» Problem details: Please repeat every entry that follows, keeping each one exactly the same.

» Given information:
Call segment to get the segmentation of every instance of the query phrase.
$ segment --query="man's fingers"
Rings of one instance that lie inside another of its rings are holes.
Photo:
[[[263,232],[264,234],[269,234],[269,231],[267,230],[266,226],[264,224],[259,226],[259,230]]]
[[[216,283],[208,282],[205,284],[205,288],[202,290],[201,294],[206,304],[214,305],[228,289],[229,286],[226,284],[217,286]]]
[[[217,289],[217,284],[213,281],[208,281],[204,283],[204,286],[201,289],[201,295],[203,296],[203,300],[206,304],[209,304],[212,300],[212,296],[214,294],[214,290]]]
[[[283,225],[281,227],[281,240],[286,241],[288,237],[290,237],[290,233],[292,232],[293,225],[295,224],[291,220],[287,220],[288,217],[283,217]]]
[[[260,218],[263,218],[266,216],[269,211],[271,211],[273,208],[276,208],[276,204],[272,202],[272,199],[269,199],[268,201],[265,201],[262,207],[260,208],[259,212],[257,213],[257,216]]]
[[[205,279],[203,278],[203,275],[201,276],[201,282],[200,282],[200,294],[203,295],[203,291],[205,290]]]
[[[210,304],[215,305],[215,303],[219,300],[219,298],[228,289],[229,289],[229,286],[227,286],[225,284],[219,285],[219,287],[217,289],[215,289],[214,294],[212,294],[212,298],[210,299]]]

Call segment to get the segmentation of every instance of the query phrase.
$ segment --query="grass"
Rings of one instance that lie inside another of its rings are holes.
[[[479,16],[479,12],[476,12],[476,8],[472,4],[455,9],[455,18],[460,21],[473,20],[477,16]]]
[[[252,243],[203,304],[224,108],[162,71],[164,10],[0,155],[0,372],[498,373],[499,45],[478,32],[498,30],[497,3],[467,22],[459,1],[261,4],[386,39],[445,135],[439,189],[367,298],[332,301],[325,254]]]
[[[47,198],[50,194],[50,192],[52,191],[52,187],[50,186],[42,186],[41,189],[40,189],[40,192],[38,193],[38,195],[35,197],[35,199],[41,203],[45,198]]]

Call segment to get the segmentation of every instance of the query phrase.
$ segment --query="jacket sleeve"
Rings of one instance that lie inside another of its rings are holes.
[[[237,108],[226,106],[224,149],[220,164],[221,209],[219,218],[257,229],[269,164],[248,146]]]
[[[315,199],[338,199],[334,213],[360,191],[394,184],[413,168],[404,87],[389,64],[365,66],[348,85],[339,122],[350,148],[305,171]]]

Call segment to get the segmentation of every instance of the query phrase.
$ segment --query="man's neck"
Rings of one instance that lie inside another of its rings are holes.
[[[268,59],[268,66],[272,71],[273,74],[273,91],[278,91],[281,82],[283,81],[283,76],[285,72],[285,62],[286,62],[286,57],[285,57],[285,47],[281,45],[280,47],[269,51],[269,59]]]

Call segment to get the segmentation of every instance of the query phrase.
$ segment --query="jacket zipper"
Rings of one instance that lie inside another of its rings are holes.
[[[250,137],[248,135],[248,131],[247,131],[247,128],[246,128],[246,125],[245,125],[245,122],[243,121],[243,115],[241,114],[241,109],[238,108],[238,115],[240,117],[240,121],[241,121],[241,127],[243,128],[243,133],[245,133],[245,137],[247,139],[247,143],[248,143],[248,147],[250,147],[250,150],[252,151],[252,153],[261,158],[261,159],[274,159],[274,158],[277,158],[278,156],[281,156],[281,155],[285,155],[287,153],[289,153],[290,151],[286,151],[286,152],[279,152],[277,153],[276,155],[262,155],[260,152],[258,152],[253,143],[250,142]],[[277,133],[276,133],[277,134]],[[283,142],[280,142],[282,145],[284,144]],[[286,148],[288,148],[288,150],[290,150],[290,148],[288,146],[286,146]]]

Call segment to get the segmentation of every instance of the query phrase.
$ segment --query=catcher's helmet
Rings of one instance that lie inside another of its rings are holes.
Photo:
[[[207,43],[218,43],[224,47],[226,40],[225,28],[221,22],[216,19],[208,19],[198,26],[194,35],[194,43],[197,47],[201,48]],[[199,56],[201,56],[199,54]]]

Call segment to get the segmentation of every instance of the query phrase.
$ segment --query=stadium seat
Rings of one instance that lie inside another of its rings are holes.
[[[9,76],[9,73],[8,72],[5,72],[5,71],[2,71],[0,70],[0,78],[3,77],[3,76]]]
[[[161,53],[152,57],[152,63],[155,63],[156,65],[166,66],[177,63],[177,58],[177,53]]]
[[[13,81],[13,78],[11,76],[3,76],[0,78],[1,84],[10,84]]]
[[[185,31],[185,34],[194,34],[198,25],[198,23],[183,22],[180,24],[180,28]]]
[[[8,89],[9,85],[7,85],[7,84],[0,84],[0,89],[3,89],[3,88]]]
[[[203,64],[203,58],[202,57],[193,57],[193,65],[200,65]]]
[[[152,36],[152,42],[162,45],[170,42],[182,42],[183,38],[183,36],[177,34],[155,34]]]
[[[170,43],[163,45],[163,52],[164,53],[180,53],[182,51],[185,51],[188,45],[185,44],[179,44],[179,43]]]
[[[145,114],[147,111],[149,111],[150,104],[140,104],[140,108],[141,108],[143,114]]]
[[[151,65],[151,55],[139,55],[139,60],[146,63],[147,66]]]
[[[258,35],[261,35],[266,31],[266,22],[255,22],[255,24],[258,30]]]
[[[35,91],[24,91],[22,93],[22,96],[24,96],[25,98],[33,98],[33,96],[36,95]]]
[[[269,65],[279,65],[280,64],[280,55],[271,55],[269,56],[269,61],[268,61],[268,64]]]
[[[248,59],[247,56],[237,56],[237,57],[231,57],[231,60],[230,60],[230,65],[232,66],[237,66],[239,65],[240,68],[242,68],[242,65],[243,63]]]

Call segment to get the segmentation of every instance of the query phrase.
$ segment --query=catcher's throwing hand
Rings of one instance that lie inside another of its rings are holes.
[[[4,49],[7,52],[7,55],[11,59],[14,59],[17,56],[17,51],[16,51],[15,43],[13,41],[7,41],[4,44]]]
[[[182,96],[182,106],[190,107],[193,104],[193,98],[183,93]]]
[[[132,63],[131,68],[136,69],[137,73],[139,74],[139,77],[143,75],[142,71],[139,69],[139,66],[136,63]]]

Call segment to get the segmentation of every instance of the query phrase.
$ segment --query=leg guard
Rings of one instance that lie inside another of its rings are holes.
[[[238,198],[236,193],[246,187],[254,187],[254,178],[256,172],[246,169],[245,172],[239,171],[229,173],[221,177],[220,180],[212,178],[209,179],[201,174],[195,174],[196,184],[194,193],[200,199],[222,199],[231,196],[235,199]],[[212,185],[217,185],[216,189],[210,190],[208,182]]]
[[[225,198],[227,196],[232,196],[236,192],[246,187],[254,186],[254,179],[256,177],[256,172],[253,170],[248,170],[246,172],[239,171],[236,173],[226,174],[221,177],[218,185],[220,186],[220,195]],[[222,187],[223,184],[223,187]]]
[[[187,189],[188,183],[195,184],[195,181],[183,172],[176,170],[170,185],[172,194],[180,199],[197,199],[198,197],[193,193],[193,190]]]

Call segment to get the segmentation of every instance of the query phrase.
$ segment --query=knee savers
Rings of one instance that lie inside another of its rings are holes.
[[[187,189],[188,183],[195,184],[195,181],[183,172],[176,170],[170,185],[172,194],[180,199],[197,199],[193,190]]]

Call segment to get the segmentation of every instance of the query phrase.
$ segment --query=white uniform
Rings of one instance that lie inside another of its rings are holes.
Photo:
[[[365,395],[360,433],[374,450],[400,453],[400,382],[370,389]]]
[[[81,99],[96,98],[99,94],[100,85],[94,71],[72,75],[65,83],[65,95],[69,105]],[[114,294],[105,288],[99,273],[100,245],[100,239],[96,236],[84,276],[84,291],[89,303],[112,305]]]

» Your response:
Call segment to get the segmentation of every instance of the query phrase.
$ segment --query="man's fingers"
Rings of one instance that lie inside another of its rings are holes.
Photo:
[[[263,232],[264,234],[269,234],[269,231],[267,230],[266,226],[264,224],[259,226],[259,230]]]
[[[216,283],[208,282],[205,284],[205,288],[202,290],[201,294],[206,304],[214,305],[228,289],[229,286],[226,284],[217,286]]]
[[[217,289],[217,284],[213,281],[208,281],[204,283],[204,286],[201,289],[201,295],[203,296],[203,300],[206,304],[209,304],[212,300],[212,296],[214,294],[214,290]]]
[[[283,225],[281,227],[281,240],[286,241],[288,237],[290,237],[290,233],[292,232],[293,225],[295,224],[291,220],[287,220],[288,217],[283,217]]]
[[[260,218],[263,218],[266,216],[269,211],[271,211],[273,208],[276,208],[276,204],[272,202],[272,199],[269,199],[268,201],[265,201],[262,207],[260,208],[259,212],[257,213],[257,216]]]
[[[205,279],[203,278],[203,275],[201,276],[201,282],[200,282],[200,294],[203,295],[203,291],[205,290]]]
[[[210,304],[215,305],[215,303],[219,300],[219,298],[228,289],[229,289],[229,286],[227,286],[225,284],[219,285],[219,287],[217,289],[215,289],[214,294],[212,294],[212,298],[210,299]]]

Call segment to get the segmentation of every instance of the query phrase.
$ segment --query="grass"
Rings of one instance that lie inside another of its rings are holes.
[[[479,16],[479,12],[476,12],[476,8],[472,4],[455,9],[455,18],[460,21],[473,20],[477,16]]]
[[[252,243],[203,304],[224,108],[162,71],[164,10],[0,155],[0,372],[498,373],[499,45],[478,32],[498,30],[497,3],[467,22],[459,1],[261,4],[386,39],[445,135],[439,189],[367,298],[332,301],[325,254]]]
[[[47,198],[50,194],[50,192],[52,191],[52,187],[50,186],[42,186],[41,189],[40,189],[40,192],[38,193],[38,195],[35,197],[35,199],[41,203],[45,198]]]

Call segment to get the segmentation of every instance of the query phrase.
$ segment --query="jacket sleeve"
Rings of one instance that lie inside another of its rings are holes.
[[[237,108],[226,106],[224,149],[220,164],[221,209],[219,218],[257,229],[269,164],[248,146]]]
[[[315,199],[338,199],[334,213],[360,191],[394,184],[413,168],[404,87],[389,64],[365,66],[348,85],[339,122],[350,148],[305,171]]]

Call segment to get the segmentation of every instance of the query phrase.
$ segment --query="man's neck"
Rings of one instance that lie inside another of its rings are holes.
[[[268,59],[268,66],[272,71],[273,74],[273,91],[278,91],[281,82],[283,81],[283,76],[285,72],[285,62],[286,62],[286,57],[285,57],[285,47],[281,45],[280,47],[269,51],[269,59]]]

Call segment to get the segmentation of every instance of the query phrase.
$ segment --query="jacket zipper"
Rings of one instance that lie inside another of its rings are holes.
[[[250,137],[248,135],[248,131],[247,131],[247,128],[246,128],[246,125],[245,125],[245,122],[243,121],[243,115],[241,114],[241,109],[238,108],[238,115],[240,117],[240,121],[241,121],[241,127],[243,128],[243,133],[245,133],[245,137],[247,139],[247,143],[248,143],[248,147],[250,147],[250,150],[252,151],[252,153],[261,158],[261,159],[274,159],[274,158],[277,158],[278,156],[281,156],[281,155],[285,155],[287,153],[289,153],[290,151],[286,151],[286,152],[279,152],[277,153],[276,155],[262,155],[260,152],[258,152],[253,143],[250,142]],[[277,133],[276,133],[277,134]],[[283,142],[280,142],[282,145],[284,144]],[[286,148],[288,148],[288,150],[290,150],[290,148],[288,146],[286,146]]]

Call segment to get the segmentation of every instance of the query phrase.
$ segment --query=catcher's helmet
Rings of one instance that lie inside another of its rings are holes.
Photo:
[[[207,43],[218,43],[224,47],[226,40],[225,28],[221,22],[216,19],[208,19],[198,26],[194,35],[194,43],[197,47],[201,48]],[[199,56],[201,56],[199,54]]]

Call segment to get the segmentation of every instance of the query phrase.
$ segment --query=stadium seat
Rings of one instance that lie inside another of its rings are holes.
[[[9,76],[9,73],[8,72],[5,72],[5,71],[2,71],[0,70],[0,78],[3,77],[3,76]]]
[[[161,53],[152,57],[152,63],[155,63],[156,65],[166,66],[177,63],[177,58],[177,53]]]
[[[13,81],[13,78],[11,76],[3,76],[0,78],[1,84],[10,84]]]
[[[185,31],[185,34],[194,34],[198,25],[198,23],[183,22],[180,24],[180,28]]]
[[[8,89],[9,85],[7,85],[7,84],[0,84],[0,89],[3,89],[3,88]]]
[[[203,64],[203,58],[202,57],[193,57],[193,65],[200,65]]]
[[[152,36],[152,42],[162,45],[170,42],[182,42],[183,38],[183,36],[177,34],[155,34]]]
[[[170,43],[163,45],[163,52],[164,53],[180,53],[182,51],[185,51],[188,45],[185,44],[179,44],[179,43]]]
[[[145,114],[147,111],[149,111],[150,104],[140,104],[140,108],[141,108],[143,114]]]
[[[151,65],[151,55],[139,55],[139,60],[146,63],[147,66]]]
[[[258,35],[261,35],[266,31],[266,22],[255,22],[255,24],[258,30]]]
[[[35,91],[24,91],[22,93],[22,96],[24,96],[25,98],[33,98],[33,96],[36,95]]]
[[[269,65],[279,65],[280,64],[280,55],[271,55],[269,56],[269,61],[268,61],[268,64]]]
[[[248,59],[247,56],[237,56],[237,57],[231,57],[231,60],[230,60],[230,65],[232,66],[237,66],[239,65],[240,68],[242,68],[242,65],[243,63]]]

Call segment to get the segmentation of every instance of the query phrase.
$ segment --query=catcher's throwing hand
Rings of one instance that lie inside another of its rings are holes.
[[[4,49],[7,52],[7,55],[11,59],[14,59],[17,56],[17,51],[16,51],[15,43],[13,41],[7,41],[4,44]]]
[[[182,96],[182,106],[190,107],[193,104],[193,98],[183,93]]]
[[[132,63],[131,68],[136,69],[137,73],[139,74],[139,77],[143,75],[142,71],[139,69],[139,66],[136,63]]]

Call segment to get the segmentation of every instance of the query phrase.
$ segment --query=leg guard
Rings of one instance that lie inside another of its rings are holes.
[[[238,198],[236,193],[246,187],[254,187],[254,178],[256,172],[246,169],[245,172],[239,171],[229,173],[221,177],[220,180],[212,178],[209,179],[201,174],[195,174],[196,184],[194,193],[200,199],[222,199],[231,196],[235,199]],[[212,185],[217,185],[216,189],[210,190],[208,182]]]
[[[225,198],[227,196],[232,196],[236,192],[246,187],[254,186],[254,179],[256,177],[256,172],[253,170],[248,170],[246,172],[239,171],[236,173],[226,174],[221,177],[218,185],[220,186],[220,195]],[[222,187],[223,184],[223,187]]]
[[[187,189],[188,183],[195,184],[195,181],[183,172],[176,170],[170,185],[172,194],[180,199],[197,199],[198,197],[193,193],[193,190]]]

Call segment to get the segmentation of every instance of the query phrase.
$ segment --query=knee savers
Rings of one instance that lie inside another of its rings are holes.
[[[187,189],[188,183],[195,184],[195,181],[183,172],[176,170],[170,185],[172,194],[180,199],[197,199],[193,190]]]

Call segment to get the segmentation of every instance of the query phrase.
$ segment --query=white uniform
Rings of one instance that lie inside another of its rings are holes.
Photo:
[[[365,395],[360,433],[374,450],[400,453],[400,382],[370,389]]]
[[[81,99],[96,98],[99,94],[100,85],[94,71],[72,75],[65,83],[65,95],[69,105]],[[114,294],[105,288],[99,273],[100,245],[100,239],[96,236],[84,276],[84,291],[89,303],[112,305]]]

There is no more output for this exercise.